Although this may appear to be a minor distinction, it potentially disrupts the entire foundation of the right to privacy in the U.S. The majority opinion said this ruling should not affect other cases on which legal rights were tied to the right to privacy. However, in a concurring opinion, Justice Thomas Clarence argued just the opposite:

For that reason, in future cases, we should reconsider all of this Court’s substantive due process precedents, including Griswold, Lawrence, and Obergefell. Because any substantive due process decision is “demonstrably erroneous,” Ramos v. Louisiana, 590 U. S. ___, ___ (2020) (THOMAS, J., concurring in judgment) (slip op., at 7), we have a duty to “correct the error” established in those precedents, Gamble v. United States, 587 U. S. ___, ___ (2019) (THOMAS, J., concurring) (slip op., at 9). (Dobbs v. Jackson Women’s Health Organization, 2022, Thomas, J., concurring, p. 3)

Here, Thomas is specifically arguing that in light of the Court’s decision in Dobbs v. Jackson Women’s Health Organization, the court should revisit other cases that used the same precedent as Roe v. Wade and correct the error in those cases. What cases does he mention? The 1965 Griswold v. Connecticut case predated Roe v. Wade and established a constitutional right to privacy, recognizing that married couples have the right to use contraceptives. The 2003 Lawrence v. Texas Supreme Court case declared laws criminalizing consensual same-sex sexual activity unconstitutional, affirming the right to privacy and striking down sodomy laws in the United States. The 2015 Obergefell v. Hodges Supreme Court case legalized same-sex marriage nationwide in the United States, recognizing it as a fundamental right protected by the Constitution. In short, Thomas is recommending that the Court revisit the cases that protected the rights to use contraception, to perform consensual same-sex activity, and same-sex marriage and “correct the error” that was made in those decisions.

Let’s revisit that quote at the beginning of the chapter in light of this discussion:

“I’m not worried about privacy because I haven’t done anything wrong.”
– Most People

Rather than saying you aren’t worried about privacy because you haven’t done anything wrong, you should instead understand that in the United States, at least, what counts as right or wrong under the law has long been guided by the constitutional protections of privacy. But we are now living in a shifting landscape where these protections will no longer stand on firm ground. Let’s consider one very personal example of data and privacy that has shifted in light of the Dobbs decision.

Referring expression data
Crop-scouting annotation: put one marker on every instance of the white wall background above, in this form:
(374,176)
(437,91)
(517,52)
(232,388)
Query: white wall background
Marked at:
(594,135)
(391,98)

== What to do ==
a. Answer these questions using the passage on privacy and the Dobbs decision:
(i) In what year was the Lawrence v. Texas case decided?
(ii) Which case legalized same-sex marriage nationwide in the United States?
(iii) To whom is the quote "I'm not worried about privacy because I haven't done anything wrong" attributed?
b. Extend the passage on privacy and the Dobbs decision from the point where it ends.
The entries shown above were drawn from a different source than the passage.

== Answer section ==
a.
(i) 2003
(ii) Obergefell v. Hodges
(iii) Most People

b.
Many women have long tracked their menstrual cycles for a wide variety of reasons, including, but not limited to better understanding their health, as a form of birth control, as a way to increase the likelihood of conception, for medical reasons, and to look for signs of menopause. A plethora of cell phone apps are available that can help track this information. None of the activities listed above are illegal, so it may be easy to believe there’s no need to be concerned about privacy in this case. However, if one lives in a state where abortions are no longer legal post-Dobbs, this data can potentially be collected and used as evidence of abortion if there are irregularities (which can occur naturally) in menstruation cycles. Efforts to protect period-tracking app data specifically have thus far failed (Moomaw, 2023). It’s important to note, though, that digital evidence can be collected and used against those who seek abortions from sources far beyond period-tracking apps, including wearable technology, internet-connected household appliances, purchase history, routine data gathering by government agencies, and social media usage (Conti-Cook, 2020). All of these sources of data travel outside of one’s home because they travel over the internet, therefore they are not protected by the remaining right to privacy.

Without the legal protection of privacy, many of our previously guaranteed rights, including whom we marry, whom we engage with in sexual activity, and whether or not we have children are either no longer legal already or may not be in the near future. It doesn’t get much more personal than that.